What to work on ▸
Write out the records again with every "stone" swapped for "brick" and nothing else altered. Omit the pictures.

Records supplied ▸
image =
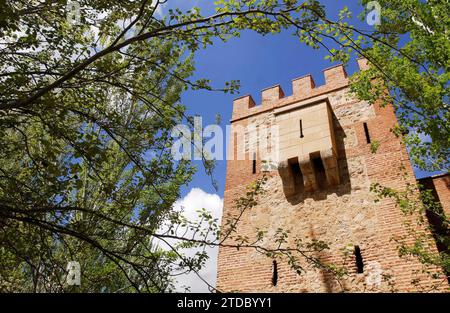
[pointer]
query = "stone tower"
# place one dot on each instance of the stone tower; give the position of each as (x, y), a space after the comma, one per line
(320, 191)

Solution to the problem ▸
image =
[pointer]
query = "brick tower"
# place one dot on each instance of the brick tower; give the position of each as (x, y), a space after the comma, one per line
(320, 191)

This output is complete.